→ Passage shown:
The unlikely success story of Diamondbacks reliever Ryan Thompson
Oct 11, 2023, 10:49 AM
(Jeremy Schnell/Arizona Sports)
Less than two months ago, Arizona Diamondbacks relief pitcher Ryan Thompson was out of a job.
He had spent three years with the Tampa Bay Rays before he was designated for assignment on Aug. 16 and was released the next day.
Fast forward to October. Over the past week or so, he has been pitching in some of the highest-leverage situations that exist in baseball and has been lights out. In three appearances, he’s surrendered zero runs and one hit in 4.0 innings.
“I’m just trying to execute and give my team a chance to make a play behind me,” Thompson said after the D-backs’ 4-2 victory Monday over the Dodgers in Los Angeles.
His unlikely tale of 2023 postseason success is also a tale of perseverance and redemption.
Before arriving in the desert to play for the D-backs, the 31-year-old reliever had appeared in just more than 100 games in the big leagues with the Rays after arriving in Tampa in 2018 as a Rule 5 selection from the Houston Astros.
In 2020, he made his MLB debut and eventually helped pitch his team to the World Series, surrendering a paltry two earned runs in 9.1 innings in the postseason.
As 2021 began, the submariner Thompson was just as dominant. He had a 2.38 ERA in 34 innings, but right shoulder issues led to injuries and several stints on the injured list.

→ Data shown:

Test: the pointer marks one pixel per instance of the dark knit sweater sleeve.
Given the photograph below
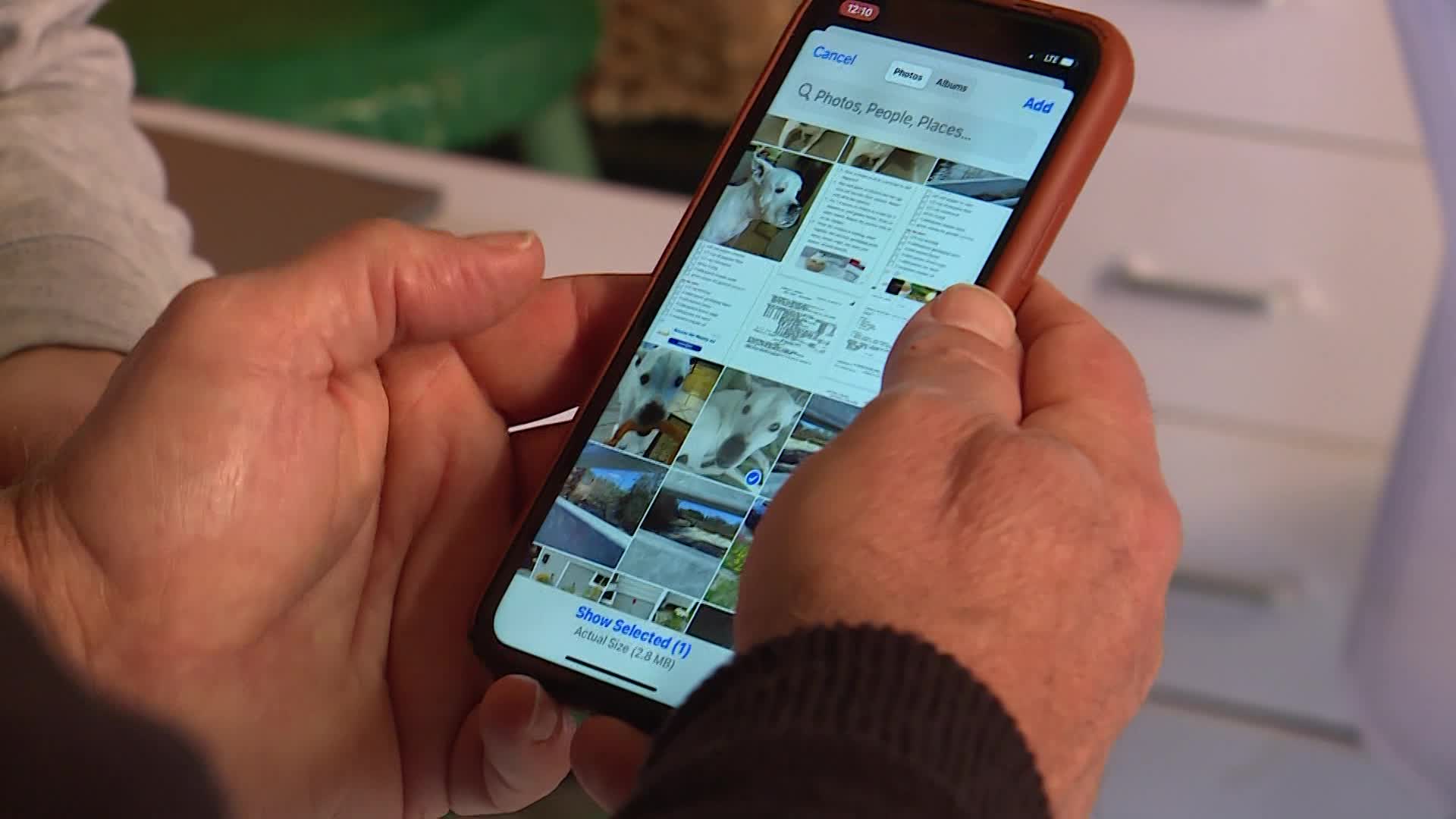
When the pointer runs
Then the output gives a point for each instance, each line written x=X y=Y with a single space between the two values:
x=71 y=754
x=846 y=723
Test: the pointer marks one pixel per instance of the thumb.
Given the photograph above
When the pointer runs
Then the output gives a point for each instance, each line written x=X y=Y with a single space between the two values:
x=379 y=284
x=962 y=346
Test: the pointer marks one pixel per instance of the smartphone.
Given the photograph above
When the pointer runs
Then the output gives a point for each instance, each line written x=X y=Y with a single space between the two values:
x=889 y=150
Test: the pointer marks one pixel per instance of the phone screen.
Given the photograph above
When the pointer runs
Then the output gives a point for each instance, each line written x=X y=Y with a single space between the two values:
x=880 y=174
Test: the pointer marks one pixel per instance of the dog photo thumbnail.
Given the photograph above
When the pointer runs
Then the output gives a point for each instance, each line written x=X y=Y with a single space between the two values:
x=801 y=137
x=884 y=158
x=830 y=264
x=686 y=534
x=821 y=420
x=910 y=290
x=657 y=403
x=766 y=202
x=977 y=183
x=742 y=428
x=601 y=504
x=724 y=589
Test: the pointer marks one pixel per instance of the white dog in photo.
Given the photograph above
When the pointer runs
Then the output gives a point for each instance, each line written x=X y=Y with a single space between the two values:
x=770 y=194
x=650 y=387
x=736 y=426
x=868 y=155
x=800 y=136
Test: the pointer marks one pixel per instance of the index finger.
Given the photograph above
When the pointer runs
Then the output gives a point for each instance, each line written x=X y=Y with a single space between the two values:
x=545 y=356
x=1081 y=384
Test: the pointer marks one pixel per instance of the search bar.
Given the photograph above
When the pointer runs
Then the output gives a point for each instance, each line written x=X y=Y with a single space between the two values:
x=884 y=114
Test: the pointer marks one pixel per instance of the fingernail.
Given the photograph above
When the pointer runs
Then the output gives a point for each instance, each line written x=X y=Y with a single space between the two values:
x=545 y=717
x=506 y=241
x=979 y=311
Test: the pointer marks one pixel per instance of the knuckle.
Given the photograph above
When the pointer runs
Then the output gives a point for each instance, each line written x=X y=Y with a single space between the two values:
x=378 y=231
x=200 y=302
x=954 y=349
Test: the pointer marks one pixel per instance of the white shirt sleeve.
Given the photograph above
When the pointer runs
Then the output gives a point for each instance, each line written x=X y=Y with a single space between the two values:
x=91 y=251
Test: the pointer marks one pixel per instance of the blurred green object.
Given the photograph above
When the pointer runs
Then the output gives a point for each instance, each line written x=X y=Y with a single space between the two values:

→ Work order: Continue the article about Ryan Thompson's path to the Diamondbacks from where it stops.

→ Reply to the task:
In September 2021, he had right thoracic outlet syndrome surgery.
He made it back to the Rays for some stints with the big-league club in 2022 but was mostly shuttled between the Triple-A Durham Bulls and the injured list.
Early in 2023, it looked like Thompson might be back to 2020-21 form. Although he came out of the gates strong with a 2.35 ERA in 7.2 innings and eight appearances, May was not so kind.
In the season’s second month, Thompson again appeared in eight games but surrendered nine earned runs for an 11.05 ERA.
He was optioned to Durham again and made only two more appearances for the Rays.
That’s when the D-backs came calling.
Signed to a minor league contract on Aug. 19, he spent one week with the Reno Aces.
The rest, as they say, is living history. Since his first appearance in an Arizona uniform on Aug. 27 against the Cincinnati Reds, he’s given up just one run in 13 innings.
And if Thompson and the D-backs’ bullpen keep putting up zeroes, they will be very hard to beat.
“I think we have a real good thing going the last month or so. We are really confident in each other,” Thompson told reporters Tuesday. “Other teams are going to have to play their best baseball just to get one game from us.”